→ Directions: Find and copy each line of the data that includes "blue".

→ Data supplied:
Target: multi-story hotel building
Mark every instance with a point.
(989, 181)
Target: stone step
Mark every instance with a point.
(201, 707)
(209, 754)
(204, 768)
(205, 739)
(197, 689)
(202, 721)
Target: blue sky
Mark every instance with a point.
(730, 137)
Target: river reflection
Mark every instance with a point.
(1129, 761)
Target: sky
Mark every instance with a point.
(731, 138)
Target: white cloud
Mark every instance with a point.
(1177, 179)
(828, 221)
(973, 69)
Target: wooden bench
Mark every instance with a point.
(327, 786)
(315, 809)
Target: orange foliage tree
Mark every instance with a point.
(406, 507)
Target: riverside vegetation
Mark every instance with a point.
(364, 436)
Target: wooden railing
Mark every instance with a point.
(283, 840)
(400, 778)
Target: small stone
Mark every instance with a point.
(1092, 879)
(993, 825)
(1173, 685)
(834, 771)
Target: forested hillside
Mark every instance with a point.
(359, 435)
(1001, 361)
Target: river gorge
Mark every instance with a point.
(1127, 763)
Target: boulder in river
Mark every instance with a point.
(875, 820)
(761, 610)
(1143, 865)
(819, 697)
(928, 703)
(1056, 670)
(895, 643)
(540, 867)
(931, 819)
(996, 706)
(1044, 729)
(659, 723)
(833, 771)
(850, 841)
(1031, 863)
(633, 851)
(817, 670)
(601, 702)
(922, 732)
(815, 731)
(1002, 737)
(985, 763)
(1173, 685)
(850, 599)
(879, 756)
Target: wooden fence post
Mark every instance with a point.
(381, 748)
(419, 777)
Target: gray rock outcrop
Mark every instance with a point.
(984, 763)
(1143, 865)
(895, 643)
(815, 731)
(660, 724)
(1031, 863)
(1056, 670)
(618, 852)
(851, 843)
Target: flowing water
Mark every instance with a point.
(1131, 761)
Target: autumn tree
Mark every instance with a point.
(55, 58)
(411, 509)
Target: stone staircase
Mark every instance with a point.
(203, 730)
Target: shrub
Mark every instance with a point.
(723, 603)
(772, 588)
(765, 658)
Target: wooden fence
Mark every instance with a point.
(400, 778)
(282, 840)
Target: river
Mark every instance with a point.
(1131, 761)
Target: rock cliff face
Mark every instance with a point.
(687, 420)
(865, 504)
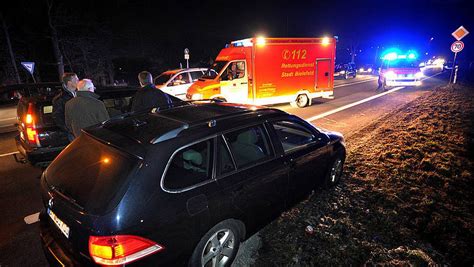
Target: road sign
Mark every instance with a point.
(457, 46)
(29, 66)
(459, 33)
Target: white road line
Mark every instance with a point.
(33, 218)
(322, 115)
(9, 154)
(347, 84)
(8, 119)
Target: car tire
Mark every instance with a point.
(334, 172)
(219, 246)
(301, 101)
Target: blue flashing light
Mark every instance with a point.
(390, 56)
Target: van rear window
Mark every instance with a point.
(93, 174)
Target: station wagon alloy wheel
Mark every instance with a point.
(302, 100)
(219, 249)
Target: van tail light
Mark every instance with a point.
(120, 249)
(31, 133)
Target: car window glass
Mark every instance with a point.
(190, 166)
(249, 146)
(195, 75)
(182, 78)
(292, 135)
(224, 161)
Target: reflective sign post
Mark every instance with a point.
(186, 56)
(455, 47)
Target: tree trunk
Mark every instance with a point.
(54, 38)
(10, 50)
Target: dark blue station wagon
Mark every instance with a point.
(182, 186)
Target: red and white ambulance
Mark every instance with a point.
(265, 71)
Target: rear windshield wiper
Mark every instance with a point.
(64, 195)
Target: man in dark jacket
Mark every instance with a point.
(85, 109)
(68, 91)
(148, 96)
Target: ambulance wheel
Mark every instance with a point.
(302, 100)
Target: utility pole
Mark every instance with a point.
(10, 50)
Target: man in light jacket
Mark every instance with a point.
(85, 109)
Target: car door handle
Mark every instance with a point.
(291, 163)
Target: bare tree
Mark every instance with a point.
(10, 49)
(55, 40)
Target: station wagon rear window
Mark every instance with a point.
(91, 173)
(190, 166)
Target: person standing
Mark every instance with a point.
(148, 96)
(68, 91)
(85, 109)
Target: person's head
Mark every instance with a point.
(145, 78)
(85, 85)
(70, 80)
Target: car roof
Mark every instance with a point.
(183, 70)
(50, 89)
(155, 127)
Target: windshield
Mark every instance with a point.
(214, 70)
(162, 79)
(400, 64)
(93, 174)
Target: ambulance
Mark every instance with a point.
(265, 71)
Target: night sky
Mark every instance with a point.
(152, 34)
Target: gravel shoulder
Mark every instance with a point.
(406, 197)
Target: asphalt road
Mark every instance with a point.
(356, 104)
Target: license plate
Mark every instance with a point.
(60, 224)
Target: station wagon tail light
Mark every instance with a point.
(120, 249)
(31, 133)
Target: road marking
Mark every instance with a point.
(347, 84)
(33, 218)
(9, 154)
(8, 119)
(322, 115)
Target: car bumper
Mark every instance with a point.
(37, 155)
(53, 251)
(403, 82)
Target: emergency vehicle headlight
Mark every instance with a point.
(390, 75)
(196, 97)
(325, 41)
(261, 41)
(419, 75)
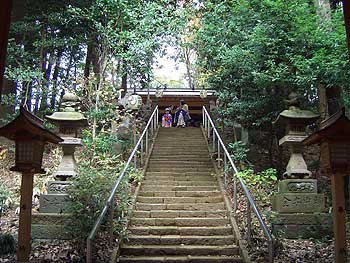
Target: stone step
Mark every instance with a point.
(193, 141)
(50, 231)
(183, 231)
(179, 150)
(178, 213)
(147, 182)
(183, 259)
(149, 250)
(170, 162)
(178, 188)
(182, 206)
(179, 193)
(178, 221)
(180, 157)
(180, 147)
(180, 240)
(187, 173)
(180, 169)
(173, 166)
(180, 178)
(179, 200)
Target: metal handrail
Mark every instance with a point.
(152, 125)
(208, 124)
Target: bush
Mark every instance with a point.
(7, 244)
(99, 169)
(5, 199)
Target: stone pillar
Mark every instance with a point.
(50, 222)
(299, 209)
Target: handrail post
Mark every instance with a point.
(214, 143)
(225, 171)
(234, 193)
(141, 150)
(270, 248)
(146, 142)
(219, 154)
(249, 222)
(88, 251)
(111, 216)
(208, 130)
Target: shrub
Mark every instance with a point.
(5, 199)
(98, 171)
(7, 244)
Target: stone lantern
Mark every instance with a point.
(298, 206)
(69, 122)
(50, 222)
(30, 136)
(295, 121)
(334, 140)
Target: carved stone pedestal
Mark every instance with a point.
(300, 210)
(51, 221)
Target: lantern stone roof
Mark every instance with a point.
(294, 113)
(69, 116)
(27, 124)
(336, 127)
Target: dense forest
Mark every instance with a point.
(252, 53)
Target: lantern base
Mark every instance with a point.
(21, 168)
(299, 210)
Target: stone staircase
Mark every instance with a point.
(180, 214)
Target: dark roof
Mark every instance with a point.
(27, 123)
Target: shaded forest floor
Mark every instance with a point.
(287, 251)
(42, 251)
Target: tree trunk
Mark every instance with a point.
(46, 87)
(55, 78)
(322, 101)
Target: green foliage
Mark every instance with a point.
(265, 178)
(99, 169)
(239, 151)
(255, 52)
(7, 244)
(5, 199)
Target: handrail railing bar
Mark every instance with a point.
(246, 191)
(98, 222)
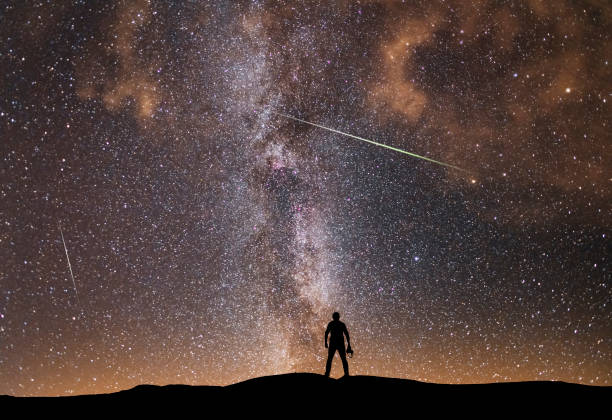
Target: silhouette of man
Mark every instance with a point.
(336, 342)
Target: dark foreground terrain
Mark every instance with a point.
(300, 394)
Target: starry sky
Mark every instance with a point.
(210, 237)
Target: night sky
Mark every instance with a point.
(210, 238)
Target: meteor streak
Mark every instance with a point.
(69, 265)
(371, 142)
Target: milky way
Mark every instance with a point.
(211, 238)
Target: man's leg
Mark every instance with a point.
(330, 357)
(342, 353)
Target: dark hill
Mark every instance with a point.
(299, 394)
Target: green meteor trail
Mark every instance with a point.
(371, 142)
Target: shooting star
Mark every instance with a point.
(371, 142)
(69, 265)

→ Response below:
Target: blue sky
Target: blue flashing light
Target: dark blue station wagon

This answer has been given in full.